# [Your tasks]
1. Answer these questions using the text on hospital care and Alberta urgent care centres, one answer per line, marked to match:
(a) About what share of current hospital bed capacity do "alternative level of care" patients use?
(b) Which organization issued the 2005 report cited in the text?
(c) What group is Sandra Azocar the executive director of?
2. Name every organization mentioned in the text on hospital care and Alberta urgent care centres.
3. Extend the text on hospital care and Alberta urgent care centres, picking up after its final sentence.

# [Text for analysis]
Across the country, about 20 per cent of current hospital bed capacity is used by "alternative level of care" patients, which means their acute-care needs have been met but there's nowhere for them to go.
On average, one alternative level of care patient occupying a bed in the emergency department denies access to four patients per hour, according to a 2005 report by the Canadian Association of Emergency Physicians.
"You could have an emergency department in your backyard but if it isn't of a certain standard of timeliness and quality then there's not much value in having it," Drummond said.
Alberta urgent care centres a 'victim of their own success'
In Alberta, urgent care centres have become "a victim of their own success," said Sandra Azocar, executive director of Friends of Medicare, a public health care advocacy group in Alberta.
An Alberta Health Services report in 2014 said the centres were struggling to keep up with demand. Azocar said they also have to compete for funding dollars.
"The government needs to ensure that if you are going to create that level of care that you do not leave it underfunded and these places are not competing necessarily with the resources that are being … allocated differently to the major hospitals," she said.

# [Extracted material]
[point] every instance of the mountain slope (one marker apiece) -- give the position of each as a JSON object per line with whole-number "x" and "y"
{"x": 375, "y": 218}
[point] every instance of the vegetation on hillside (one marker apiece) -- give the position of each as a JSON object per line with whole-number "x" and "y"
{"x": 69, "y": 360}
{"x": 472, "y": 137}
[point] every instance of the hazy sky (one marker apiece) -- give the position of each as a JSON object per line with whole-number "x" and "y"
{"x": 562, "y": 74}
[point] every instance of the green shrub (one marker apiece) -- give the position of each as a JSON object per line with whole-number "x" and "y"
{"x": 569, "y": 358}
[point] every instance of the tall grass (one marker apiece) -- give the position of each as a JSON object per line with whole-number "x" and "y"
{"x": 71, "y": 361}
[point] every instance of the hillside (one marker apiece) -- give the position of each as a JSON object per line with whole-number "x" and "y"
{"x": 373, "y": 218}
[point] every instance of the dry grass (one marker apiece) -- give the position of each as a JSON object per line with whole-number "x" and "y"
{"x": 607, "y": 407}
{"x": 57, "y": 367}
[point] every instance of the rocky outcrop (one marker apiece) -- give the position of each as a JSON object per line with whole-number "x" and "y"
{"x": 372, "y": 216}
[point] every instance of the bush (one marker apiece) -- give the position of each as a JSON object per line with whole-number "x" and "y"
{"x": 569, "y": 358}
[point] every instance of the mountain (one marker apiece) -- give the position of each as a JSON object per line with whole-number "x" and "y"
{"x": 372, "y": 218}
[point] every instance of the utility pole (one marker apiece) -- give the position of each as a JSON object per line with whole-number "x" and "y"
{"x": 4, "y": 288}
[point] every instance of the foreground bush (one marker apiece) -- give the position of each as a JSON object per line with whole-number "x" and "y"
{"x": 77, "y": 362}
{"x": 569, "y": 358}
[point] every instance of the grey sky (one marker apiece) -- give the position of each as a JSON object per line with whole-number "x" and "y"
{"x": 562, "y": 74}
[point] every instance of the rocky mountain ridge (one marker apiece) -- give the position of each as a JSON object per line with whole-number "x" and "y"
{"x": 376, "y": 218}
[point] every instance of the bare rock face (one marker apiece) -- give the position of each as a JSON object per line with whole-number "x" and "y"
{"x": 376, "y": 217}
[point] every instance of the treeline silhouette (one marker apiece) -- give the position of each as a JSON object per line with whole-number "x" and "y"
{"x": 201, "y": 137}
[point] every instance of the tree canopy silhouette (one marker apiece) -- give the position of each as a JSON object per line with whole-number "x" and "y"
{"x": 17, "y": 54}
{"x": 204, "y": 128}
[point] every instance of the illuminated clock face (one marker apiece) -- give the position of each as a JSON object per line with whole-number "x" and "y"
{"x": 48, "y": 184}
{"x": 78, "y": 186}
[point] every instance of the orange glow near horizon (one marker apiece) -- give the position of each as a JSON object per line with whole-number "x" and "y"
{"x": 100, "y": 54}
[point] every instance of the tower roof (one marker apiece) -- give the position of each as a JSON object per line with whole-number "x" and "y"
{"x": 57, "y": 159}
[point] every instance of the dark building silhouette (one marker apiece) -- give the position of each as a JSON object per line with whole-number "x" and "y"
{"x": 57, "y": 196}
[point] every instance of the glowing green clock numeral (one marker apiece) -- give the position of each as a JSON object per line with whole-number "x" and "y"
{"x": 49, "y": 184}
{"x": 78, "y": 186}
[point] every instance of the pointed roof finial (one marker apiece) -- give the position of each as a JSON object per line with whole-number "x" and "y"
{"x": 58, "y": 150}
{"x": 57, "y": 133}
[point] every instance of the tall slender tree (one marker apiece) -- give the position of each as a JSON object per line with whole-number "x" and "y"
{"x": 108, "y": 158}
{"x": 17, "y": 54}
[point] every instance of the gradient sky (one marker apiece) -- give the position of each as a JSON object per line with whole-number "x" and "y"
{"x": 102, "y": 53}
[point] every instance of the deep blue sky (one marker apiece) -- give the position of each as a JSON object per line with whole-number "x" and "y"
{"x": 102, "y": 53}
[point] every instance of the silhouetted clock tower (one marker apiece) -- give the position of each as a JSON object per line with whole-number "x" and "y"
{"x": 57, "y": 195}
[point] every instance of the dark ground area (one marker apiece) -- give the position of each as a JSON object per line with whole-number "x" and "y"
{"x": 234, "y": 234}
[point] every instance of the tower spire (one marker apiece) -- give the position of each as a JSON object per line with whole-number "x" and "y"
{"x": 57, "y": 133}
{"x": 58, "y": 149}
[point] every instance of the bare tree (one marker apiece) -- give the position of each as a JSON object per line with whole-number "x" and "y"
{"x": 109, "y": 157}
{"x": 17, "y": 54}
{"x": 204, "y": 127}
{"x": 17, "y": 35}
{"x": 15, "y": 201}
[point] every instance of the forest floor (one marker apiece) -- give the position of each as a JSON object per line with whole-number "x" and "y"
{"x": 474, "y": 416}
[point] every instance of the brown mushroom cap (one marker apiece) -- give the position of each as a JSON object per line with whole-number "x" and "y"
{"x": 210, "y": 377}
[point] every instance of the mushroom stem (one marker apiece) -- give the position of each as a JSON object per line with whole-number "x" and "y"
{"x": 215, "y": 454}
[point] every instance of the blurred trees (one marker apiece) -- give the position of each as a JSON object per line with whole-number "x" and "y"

# [Task-by-task outputs]
1.
(a) About 20 per cent.
(b) The Canadian Association of Emergency Physicians.
(c) Friends of Medicare.

2.
Canadian Association of Emergency Physicians
Friends of Medicare
Alberta Health Services

3.
Although they can be a good alternative, Azocar said urgent care centres aren't tackling the root causes of ER wait times — including a lack of beds.
"We still have concerns about the other parts of the health-care system that ultimately impact the wait times in ERs," she said.
Brett Skinner, with the Canadian Health Policy Institute, says urgent care centres have shown success in areas with concentrated and dense populations.
But he's concerned about what might happen if the trend toward the centres expands to rural Manitoba.
"It's great if, once you can get to the emergency department, there is a lot of resources available to you as a result of the concentration of the delivery of services, and in one location the centralization of services," he said.
"But if it takes you a long time to get there sometimes that can have very serious consequences, and sometimes even fatal consequences."